<<<<
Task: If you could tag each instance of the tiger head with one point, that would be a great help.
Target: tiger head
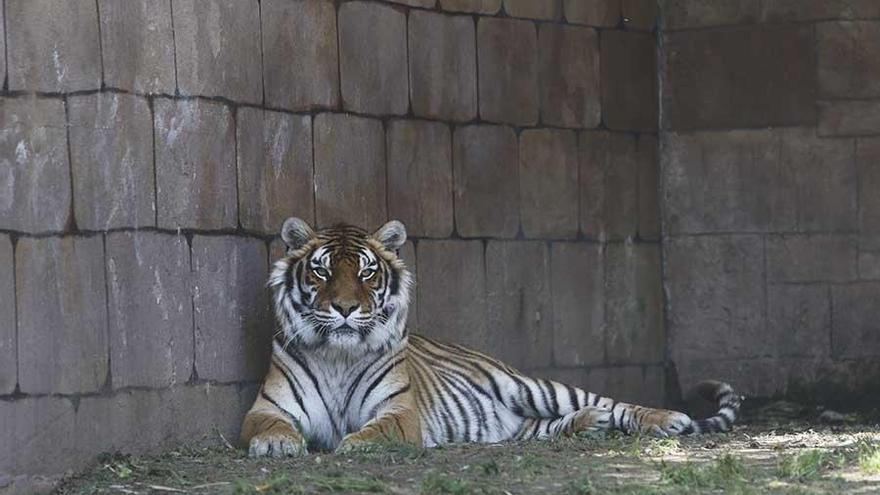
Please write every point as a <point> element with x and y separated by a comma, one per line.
<point>341,289</point>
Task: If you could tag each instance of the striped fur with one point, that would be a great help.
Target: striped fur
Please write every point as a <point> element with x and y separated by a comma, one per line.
<point>345,372</point>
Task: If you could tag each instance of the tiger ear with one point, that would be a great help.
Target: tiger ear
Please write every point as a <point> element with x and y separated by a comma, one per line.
<point>296,233</point>
<point>392,235</point>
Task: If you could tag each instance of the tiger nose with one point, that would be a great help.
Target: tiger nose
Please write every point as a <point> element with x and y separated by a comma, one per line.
<point>345,308</point>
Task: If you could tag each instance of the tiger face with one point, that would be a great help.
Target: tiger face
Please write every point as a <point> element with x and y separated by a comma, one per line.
<point>341,289</point>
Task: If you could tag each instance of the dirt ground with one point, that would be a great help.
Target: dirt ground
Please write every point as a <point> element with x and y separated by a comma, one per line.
<point>769,456</point>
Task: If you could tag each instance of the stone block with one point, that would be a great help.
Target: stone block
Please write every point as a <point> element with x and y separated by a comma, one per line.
<point>151,319</point>
<point>53,45</point>
<point>452,293</point>
<point>471,6</point>
<point>349,152</point>
<point>486,183</point>
<point>195,164</point>
<point>848,59</point>
<point>824,173</point>
<point>642,385</point>
<point>600,13</point>
<point>62,332</point>
<point>812,258</point>
<point>635,332</point>
<point>548,174</point>
<point>577,281</point>
<point>752,76</point>
<point>275,170</point>
<point>681,14</point>
<point>234,326</point>
<point>111,155</point>
<point>639,14</point>
<point>868,164</point>
<point>372,54</point>
<point>856,320</point>
<point>218,49</point>
<point>569,76</point>
<point>420,177</point>
<point>629,81</point>
<point>137,45</point>
<point>43,430</point>
<point>300,55</point>
<point>442,66</point>
<point>649,188</point>
<point>547,10</point>
<point>508,71</point>
<point>849,118</point>
<point>518,302</point>
<point>35,196</point>
<point>798,320</point>
<point>716,297</point>
<point>608,185</point>
<point>8,362</point>
<point>732,181</point>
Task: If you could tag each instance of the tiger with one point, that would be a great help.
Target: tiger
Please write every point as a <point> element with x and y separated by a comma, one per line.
<point>345,372</point>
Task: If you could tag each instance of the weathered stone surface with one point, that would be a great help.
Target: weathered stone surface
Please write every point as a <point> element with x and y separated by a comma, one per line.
<point>812,258</point>
<point>601,13</point>
<point>151,329</point>
<point>43,428</point>
<point>629,86</point>
<point>577,279</point>
<point>137,44</point>
<point>849,118</point>
<point>799,320</point>
<point>639,14</point>
<point>856,321</point>
<point>716,300</point>
<point>442,66</point>
<point>195,164</point>
<point>372,52</point>
<point>518,302</point>
<point>868,163</point>
<point>508,70</point>
<point>767,77</point>
<point>218,49</point>
<point>53,45</point>
<point>275,176</point>
<point>349,153</point>
<point>486,183</point>
<point>534,9</point>
<point>643,385</point>
<point>420,177</point>
<point>730,181</point>
<point>649,188</point>
<point>569,76</point>
<point>62,332</point>
<point>548,174</point>
<point>35,195</point>
<point>608,185</point>
<point>111,154</point>
<point>8,363</point>
<point>233,323</point>
<point>300,56</point>
<point>635,332</point>
<point>475,6</point>
<point>452,292</point>
<point>849,59</point>
<point>824,173</point>
<point>678,14</point>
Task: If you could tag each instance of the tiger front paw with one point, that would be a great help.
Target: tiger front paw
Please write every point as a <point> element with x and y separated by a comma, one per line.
<point>277,444</point>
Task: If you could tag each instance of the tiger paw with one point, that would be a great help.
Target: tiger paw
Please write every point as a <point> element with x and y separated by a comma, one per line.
<point>277,444</point>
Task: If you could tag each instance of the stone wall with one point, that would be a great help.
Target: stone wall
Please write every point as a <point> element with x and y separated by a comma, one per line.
<point>150,149</point>
<point>770,166</point>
>>>>
__TASK INSTRUCTIONS__
From the records given above, reproduce all text exactly and exclude each picture.

__WRITTEN SOLUTION__
Task: If you could tag each instance of the tiger head with one point, that would be a great help.
Target: tiger head
Please write every point as a <point> element with x and y separated by a comma, one per line.
<point>341,289</point>
Task: If you could tag each instance of the striped fur with one point, that would be a great help.
Target: striped fur
Please write every point as a <point> element with x and y separated by a comma, one per line.
<point>345,372</point>
Task: If you could tag each instance of the tiger ear with one point, that would be a great help.
Target: tiger ear
Please write every point as a <point> element with x and y separated by a comma, one per line.
<point>296,233</point>
<point>392,235</point>
Task: If you could tag each instance of the tiger nose with one point, that would be a great help.
Target: tiger nose
Please write every point as a <point> element with x and y separated by a comma, one per line.
<point>345,308</point>
Task: If you could tag each instance of the tiger face with one point, that would be a great help.
Target: tiger face
Please write every point as a <point> element with x and y separated by a comma, one per line.
<point>341,289</point>
Task: If you could tag each instance of the dirt ground with one point, that would be a great help.
Target: dirt ground
Please write every point as a <point> element with x and y separated by a comma, one per line.
<point>769,456</point>
Task: If you could tag each instance of the stone block with one point, that would be a great help.
Target: stone block
Please write every point as a <point> element with x and y separated by a comma, one per line.
<point>151,319</point>
<point>53,45</point>
<point>452,293</point>
<point>471,6</point>
<point>349,152</point>
<point>486,183</point>
<point>195,164</point>
<point>848,59</point>
<point>824,173</point>
<point>642,385</point>
<point>600,13</point>
<point>62,332</point>
<point>812,258</point>
<point>635,332</point>
<point>548,174</point>
<point>577,281</point>
<point>752,76</point>
<point>275,170</point>
<point>681,14</point>
<point>234,326</point>
<point>111,155</point>
<point>639,14</point>
<point>868,164</point>
<point>372,54</point>
<point>856,320</point>
<point>218,49</point>
<point>569,76</point>
<point>420,177</point>
<point>629,81</point>
<point>137,45</point>
<point>43,430</point>
<point>300,55</point>
<point>442,66</point>
<point>649,188</point>
<point>547,10</point>
<point>508,71</point>
<point>849,118</point>
<point>518,302</point>
<point>35,196</point>
<point>798,320</point>
<point>716,297</point>
<point>608,185</point>
<point>8,362</point>
<point>732,181</point>
Task: If you could tag each instance of the tiger with one point, that would be a great help.
Target: tiger
Please write every point as a <point> element with x and y separated by a comma, one per line.
<point>345,372</point>
Task: If you could tag each instance of the weathered stone surface with one point, that would be a great help.
Target: weathered stone surface
Please write every point as a <point> element with x and y separated by a comma, one per line.
<point>812,258</point>
<point>601,13</point>
<point>151,329</point>
<point>43,428</point>
<point>629,86</point>
<point>577,279</point>
<point>137,44</point>
<point>849,118</point>
<point>799,320</point>
<point>639,14</point>
<point>856,321</point>
<point>716,300</point>
<point>442,66</point>
<point>195,164</point>
<point>372,52</point>
<point>518,302</point>
<point>868,163</point>
<point>508,70</point>
<point>767,77</point>
<point>218,49</point>
<point>53,45</point>
<point>275,176</point>
<point>349,153</point>
<point>486,183</point>
<point>534,9</point>
<point>643,385</point>
<point>420,177</point>
<point>730,181</point>
<point>649,188</point>
<point>569,76</point>
<point>62,332</point>
<point>548,174</point>
<point>35,195</point>
<point>608,185</point>
<point>111,154</point>
<point>8,363</point>
<point>233,323</point>
<point>300,56</point>
<point>635,332</point>
<point>475,6</point>
<point>452,292</point>
<point>849,59</point>
<point>824,173</point>
<point>678,14</point>
Task: If you could tag each instance of the tiger front paw with one point, that would be a great help.
Target: tiger front paw
Please write every point as a <point> element with x and y separated by a comma, one per line.
<point>277,444</point>
Task: If you could tag each instance of the tiger paw with one point, that would be a great help.
Target: tiger paw
Please write every point as a <point> element with x and y separated by a comma, one per line.
<point>277,444</point>
Task: If you could tag each instance of the stone wall with one point, that would be a great help.
Target: stone wall
Please write every point as a <point> element with x and y separated by a comma, one per line.
<point>150,149</point>
<point>770,166</point>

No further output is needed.